Führe den Text über den Wettstreit zwischen Android und iOS im Anschluss an seinen letzten Satz fort.

-- VORGEGEBENER TEXT --
=-=-=-=-=

Sonntag, 20. Mai 2012

Mobile-Markt: Android vs. iOS oder die Frage, ob sich Geschichte wiederholt


Manchmal scheint es im Mobile-Geschäft um mehr als nur um Geschäft zu gehen. Als wäre der Wettstreit zwischen Apples iOS und Googles Android nicht schlicht das Aufeinandertreffen zweier Betriebssysteme, zweier Marken, sondern eine epische Schlacht: Gut gegen Böse, Richtig gegen Falsch, Goliath gegen, naja, Goliath.


Es ist immer irgendwie erheiternd, wenn es geframt wird als Kampf des bösen Monopolisten gegen den aufmüpfigen kleinen Freiheitskämpfer. Wir reden hier vom Wettstreit zwischen der wertvollsten und der drittwertvollsten Marke der Welt

Aber bleiben wir bei der Duell-Darstellung, auch wenn diese Samsung, Microsoft & Co. maximal Raum für die Rolle der Sekundanten oder der Zuschauer lässt. Denn diese mythische Überhöhung gründet sich nicht nur darauf, dass es um zwei Riesen und einen relevanten, umsatzträchtigen Markt geht. Hier treffen zwei Philosophien aufeinander. Es geht um den Kampf Offen gegen Geschlossen, Chaos gegen Kontrolle, Individualisierbar gegen Vorgeschrieben. Kurz darum, ob Apples geschlossener, streng zurecht geschnittener Garten oder Androids bewusst geförderter Wildwuchs das mobile Ökosystem darstellen, in dem man leben will.

=-=-=-=-=

[Einträge aus einer Sammlung]
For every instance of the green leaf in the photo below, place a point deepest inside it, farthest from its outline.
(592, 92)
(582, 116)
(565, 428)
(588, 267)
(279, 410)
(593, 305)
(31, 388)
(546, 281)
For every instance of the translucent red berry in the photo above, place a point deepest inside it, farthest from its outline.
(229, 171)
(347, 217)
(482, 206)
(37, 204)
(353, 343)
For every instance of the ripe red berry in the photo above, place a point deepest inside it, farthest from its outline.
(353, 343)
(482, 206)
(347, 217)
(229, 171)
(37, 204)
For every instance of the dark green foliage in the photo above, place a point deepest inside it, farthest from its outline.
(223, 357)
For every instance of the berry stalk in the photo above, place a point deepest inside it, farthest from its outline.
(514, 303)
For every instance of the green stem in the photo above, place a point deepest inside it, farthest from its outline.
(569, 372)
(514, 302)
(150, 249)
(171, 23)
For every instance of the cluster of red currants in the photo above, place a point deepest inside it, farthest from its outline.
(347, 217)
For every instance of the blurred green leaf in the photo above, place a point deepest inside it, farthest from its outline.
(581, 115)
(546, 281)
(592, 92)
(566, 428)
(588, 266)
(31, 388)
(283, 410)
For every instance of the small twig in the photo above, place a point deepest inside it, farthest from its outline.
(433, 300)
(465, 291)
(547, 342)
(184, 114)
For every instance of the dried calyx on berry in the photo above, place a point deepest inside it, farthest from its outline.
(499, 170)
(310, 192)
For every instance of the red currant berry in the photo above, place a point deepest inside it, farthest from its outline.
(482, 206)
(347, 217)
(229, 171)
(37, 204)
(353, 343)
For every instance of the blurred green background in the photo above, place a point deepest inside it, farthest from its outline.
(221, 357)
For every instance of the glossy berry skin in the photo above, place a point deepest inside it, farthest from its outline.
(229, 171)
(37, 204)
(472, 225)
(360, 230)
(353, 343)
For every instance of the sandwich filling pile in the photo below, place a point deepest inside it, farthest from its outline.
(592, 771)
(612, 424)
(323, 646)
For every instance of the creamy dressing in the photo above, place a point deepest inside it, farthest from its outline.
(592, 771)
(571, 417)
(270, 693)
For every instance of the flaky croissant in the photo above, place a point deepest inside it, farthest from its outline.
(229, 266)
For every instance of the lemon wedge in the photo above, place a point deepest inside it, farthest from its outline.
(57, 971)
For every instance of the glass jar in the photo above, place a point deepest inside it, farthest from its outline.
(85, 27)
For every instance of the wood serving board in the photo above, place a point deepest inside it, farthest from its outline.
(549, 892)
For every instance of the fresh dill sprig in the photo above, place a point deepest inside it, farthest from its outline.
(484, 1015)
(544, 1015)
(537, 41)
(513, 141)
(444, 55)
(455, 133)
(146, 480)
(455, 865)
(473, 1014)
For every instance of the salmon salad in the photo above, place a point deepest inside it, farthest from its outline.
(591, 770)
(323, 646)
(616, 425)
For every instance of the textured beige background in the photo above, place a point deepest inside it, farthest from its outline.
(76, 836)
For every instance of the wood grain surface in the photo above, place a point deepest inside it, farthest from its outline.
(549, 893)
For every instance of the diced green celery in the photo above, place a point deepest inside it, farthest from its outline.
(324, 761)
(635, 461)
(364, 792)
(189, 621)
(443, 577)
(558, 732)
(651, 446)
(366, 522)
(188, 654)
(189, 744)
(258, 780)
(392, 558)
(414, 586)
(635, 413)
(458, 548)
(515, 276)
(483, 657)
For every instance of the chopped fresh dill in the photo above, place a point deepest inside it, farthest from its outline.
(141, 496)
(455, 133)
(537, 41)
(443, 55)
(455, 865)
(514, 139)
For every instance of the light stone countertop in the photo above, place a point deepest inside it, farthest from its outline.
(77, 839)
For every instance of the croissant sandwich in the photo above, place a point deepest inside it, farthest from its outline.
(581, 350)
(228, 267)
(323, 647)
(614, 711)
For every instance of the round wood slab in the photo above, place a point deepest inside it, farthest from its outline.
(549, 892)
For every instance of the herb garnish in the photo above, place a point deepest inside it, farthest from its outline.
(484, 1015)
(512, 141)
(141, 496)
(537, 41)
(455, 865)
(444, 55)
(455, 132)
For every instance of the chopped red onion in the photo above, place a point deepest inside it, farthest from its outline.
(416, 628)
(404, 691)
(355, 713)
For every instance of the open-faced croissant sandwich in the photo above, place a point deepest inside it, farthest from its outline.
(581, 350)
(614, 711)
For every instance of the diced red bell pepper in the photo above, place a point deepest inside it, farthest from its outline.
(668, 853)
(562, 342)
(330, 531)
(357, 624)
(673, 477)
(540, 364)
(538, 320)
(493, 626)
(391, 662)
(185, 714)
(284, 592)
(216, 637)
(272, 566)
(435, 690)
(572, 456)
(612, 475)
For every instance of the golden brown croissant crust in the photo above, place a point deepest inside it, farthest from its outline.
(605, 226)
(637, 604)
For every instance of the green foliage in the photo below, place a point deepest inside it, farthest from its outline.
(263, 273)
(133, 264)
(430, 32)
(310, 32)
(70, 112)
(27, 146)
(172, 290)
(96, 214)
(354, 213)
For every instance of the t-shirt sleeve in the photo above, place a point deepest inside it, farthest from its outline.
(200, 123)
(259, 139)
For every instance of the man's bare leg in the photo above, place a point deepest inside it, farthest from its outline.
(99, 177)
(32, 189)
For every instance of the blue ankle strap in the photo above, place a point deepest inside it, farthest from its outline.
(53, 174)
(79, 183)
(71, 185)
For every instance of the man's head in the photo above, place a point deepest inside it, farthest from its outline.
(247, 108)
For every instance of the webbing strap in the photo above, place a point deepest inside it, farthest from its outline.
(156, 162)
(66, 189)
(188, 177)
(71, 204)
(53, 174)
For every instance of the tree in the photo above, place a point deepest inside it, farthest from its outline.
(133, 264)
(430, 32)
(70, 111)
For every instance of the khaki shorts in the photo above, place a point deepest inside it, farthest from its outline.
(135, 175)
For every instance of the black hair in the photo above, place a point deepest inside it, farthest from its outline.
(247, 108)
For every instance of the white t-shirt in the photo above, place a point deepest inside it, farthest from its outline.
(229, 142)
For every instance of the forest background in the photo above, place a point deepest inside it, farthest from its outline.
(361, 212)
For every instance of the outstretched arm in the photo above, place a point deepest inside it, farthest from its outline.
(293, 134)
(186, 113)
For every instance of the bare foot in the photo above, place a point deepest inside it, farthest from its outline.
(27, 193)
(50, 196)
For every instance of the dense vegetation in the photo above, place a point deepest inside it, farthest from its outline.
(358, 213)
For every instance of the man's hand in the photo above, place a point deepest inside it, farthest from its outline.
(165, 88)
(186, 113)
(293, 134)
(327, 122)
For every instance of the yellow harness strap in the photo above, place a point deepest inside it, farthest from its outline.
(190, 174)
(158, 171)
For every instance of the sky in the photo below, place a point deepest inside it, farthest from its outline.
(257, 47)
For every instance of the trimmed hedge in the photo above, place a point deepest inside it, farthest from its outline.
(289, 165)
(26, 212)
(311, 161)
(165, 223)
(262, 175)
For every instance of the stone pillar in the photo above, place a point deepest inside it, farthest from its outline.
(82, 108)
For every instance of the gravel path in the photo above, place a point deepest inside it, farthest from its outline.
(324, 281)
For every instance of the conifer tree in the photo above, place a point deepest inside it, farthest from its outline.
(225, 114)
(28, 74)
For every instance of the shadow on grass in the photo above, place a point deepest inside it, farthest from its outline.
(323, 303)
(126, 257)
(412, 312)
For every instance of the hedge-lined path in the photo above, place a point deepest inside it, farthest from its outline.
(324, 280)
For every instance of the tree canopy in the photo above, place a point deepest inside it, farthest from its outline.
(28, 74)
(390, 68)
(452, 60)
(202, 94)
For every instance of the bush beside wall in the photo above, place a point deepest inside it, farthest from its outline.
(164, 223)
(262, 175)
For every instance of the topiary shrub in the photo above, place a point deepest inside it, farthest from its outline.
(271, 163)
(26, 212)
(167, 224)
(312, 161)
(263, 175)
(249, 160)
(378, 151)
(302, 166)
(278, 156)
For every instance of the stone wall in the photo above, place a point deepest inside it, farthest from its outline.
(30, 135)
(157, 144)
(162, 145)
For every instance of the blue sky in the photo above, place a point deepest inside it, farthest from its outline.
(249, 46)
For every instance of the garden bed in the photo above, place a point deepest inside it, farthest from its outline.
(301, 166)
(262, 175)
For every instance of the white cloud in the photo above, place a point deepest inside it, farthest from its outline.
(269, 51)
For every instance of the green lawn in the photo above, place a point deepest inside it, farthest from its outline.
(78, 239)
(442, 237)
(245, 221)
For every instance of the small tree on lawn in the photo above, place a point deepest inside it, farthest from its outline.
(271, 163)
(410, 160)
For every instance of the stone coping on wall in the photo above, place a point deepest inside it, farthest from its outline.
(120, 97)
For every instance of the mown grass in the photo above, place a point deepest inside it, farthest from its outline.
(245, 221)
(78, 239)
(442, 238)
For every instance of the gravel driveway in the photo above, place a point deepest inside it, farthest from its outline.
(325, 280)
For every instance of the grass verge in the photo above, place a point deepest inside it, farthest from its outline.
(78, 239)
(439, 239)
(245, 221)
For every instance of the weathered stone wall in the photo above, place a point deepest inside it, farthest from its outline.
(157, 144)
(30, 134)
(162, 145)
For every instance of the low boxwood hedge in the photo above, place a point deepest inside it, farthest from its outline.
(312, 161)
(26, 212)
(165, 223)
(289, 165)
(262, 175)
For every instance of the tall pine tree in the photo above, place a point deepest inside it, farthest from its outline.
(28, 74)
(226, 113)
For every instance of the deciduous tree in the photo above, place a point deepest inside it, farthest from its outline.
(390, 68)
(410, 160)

=-=-=-=-=

-- ENDERGEBNIS --
Es geht darum, welche Philosophie die richtige ist, ob sich die Wahrheit mittels Zahlen beweisen lässt und ob sich Geschichte wiederholt.

Schließlich handelt es sich hierbei schon allein im Digitalsegment um einen historischen Konflikt: Offen gegen Geschlossen war auch das Motto im Anfangswettstreit zwischen Microsoft und Apple, der offene Windows-Rechner gegen den Aus-einer-Hand-Mac. Und später trafen die Walled Gardens von AOL, Yahoo & Co. auf die offene Prärie des World Wide Web, in der alles erlaubt war.

In beiden Fällen hatten die geschlossenen Systeme einen Startvorteil, letztendlich gewann aber die offene Lösung, fehlte dem Walled Garden die Flexibilität und Dynamik, um langfristig mitzuhalten.

Und im Mobile-Markt? Sieht es bislang nicht danach aus. 

Android liegt vorn? Welches denn?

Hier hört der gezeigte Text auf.